━━━━━ Provided material ━━━━━

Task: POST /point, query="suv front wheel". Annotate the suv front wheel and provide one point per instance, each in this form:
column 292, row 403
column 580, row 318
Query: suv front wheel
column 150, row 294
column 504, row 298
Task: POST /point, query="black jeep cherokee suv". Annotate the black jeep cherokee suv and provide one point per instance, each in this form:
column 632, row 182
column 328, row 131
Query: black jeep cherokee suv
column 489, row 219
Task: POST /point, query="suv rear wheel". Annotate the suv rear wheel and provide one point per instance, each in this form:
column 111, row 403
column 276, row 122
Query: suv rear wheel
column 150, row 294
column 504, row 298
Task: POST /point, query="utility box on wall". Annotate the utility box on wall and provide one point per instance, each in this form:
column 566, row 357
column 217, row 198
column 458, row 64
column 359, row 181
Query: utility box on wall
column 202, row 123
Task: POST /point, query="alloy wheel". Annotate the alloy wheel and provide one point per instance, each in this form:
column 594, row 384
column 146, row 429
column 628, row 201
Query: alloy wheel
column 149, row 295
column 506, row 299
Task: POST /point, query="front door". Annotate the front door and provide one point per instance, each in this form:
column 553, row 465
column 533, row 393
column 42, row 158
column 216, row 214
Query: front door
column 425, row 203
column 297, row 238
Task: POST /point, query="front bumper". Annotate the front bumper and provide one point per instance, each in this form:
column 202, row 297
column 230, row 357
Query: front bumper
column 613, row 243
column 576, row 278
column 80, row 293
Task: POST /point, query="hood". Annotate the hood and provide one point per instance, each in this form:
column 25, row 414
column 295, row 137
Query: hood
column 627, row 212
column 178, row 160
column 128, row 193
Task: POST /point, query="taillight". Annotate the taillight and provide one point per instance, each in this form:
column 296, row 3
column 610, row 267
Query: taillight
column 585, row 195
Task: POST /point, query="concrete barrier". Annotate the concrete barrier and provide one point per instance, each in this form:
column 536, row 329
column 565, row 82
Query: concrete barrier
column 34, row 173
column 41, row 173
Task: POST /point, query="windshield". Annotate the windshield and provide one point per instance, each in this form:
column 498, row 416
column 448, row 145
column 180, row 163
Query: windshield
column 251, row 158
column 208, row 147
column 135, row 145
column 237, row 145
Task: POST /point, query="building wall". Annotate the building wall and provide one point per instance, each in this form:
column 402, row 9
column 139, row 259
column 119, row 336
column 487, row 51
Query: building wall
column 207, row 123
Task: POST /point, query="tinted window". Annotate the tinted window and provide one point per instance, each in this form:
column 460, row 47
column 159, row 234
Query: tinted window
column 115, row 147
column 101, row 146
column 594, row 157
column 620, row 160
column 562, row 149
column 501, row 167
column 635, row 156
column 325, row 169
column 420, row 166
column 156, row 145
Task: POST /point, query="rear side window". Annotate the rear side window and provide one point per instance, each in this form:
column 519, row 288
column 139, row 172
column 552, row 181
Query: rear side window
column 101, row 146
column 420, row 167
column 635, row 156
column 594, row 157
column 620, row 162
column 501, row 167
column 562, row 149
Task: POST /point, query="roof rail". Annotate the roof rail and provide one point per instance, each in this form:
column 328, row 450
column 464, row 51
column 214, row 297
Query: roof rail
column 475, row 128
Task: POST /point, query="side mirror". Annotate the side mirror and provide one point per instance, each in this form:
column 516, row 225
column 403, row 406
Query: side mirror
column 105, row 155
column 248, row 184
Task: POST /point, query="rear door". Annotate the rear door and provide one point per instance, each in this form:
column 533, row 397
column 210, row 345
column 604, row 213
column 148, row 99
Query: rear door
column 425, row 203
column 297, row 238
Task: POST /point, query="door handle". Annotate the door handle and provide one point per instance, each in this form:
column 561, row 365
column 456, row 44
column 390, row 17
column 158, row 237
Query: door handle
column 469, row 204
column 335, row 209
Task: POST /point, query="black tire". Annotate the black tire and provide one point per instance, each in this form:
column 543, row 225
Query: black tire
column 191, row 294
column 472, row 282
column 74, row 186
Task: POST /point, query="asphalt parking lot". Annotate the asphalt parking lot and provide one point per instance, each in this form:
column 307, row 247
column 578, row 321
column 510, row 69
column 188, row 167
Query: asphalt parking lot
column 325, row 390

━━━━━

> [Action item] Reproduce exactly the lines that run from the start of the records to the line with "column 276, row 122", both included.

> [Result of the exercise]
Task: POST /point, query="suv front wheel". Annotate the suv front wheel and provide one point per instance, each in this form:
column 292, row 403
column 580, row 318
Query: suv front wheel
column 150, row 294
column 504, row 298
Task: POST /point, query="black jeep cherokee suv". Annotate the black jeep cherokee suv and provide one point per instance, each in this form:
column 632, row 182
column 328, row 131
Query: black jeep cherokee suv
column 489, row 219
Task: POST /point, query="suv rear wheel". Annotate the suv rear wheel and provide one point per instance, each in this form:
column 111, row 403
column 276, row 122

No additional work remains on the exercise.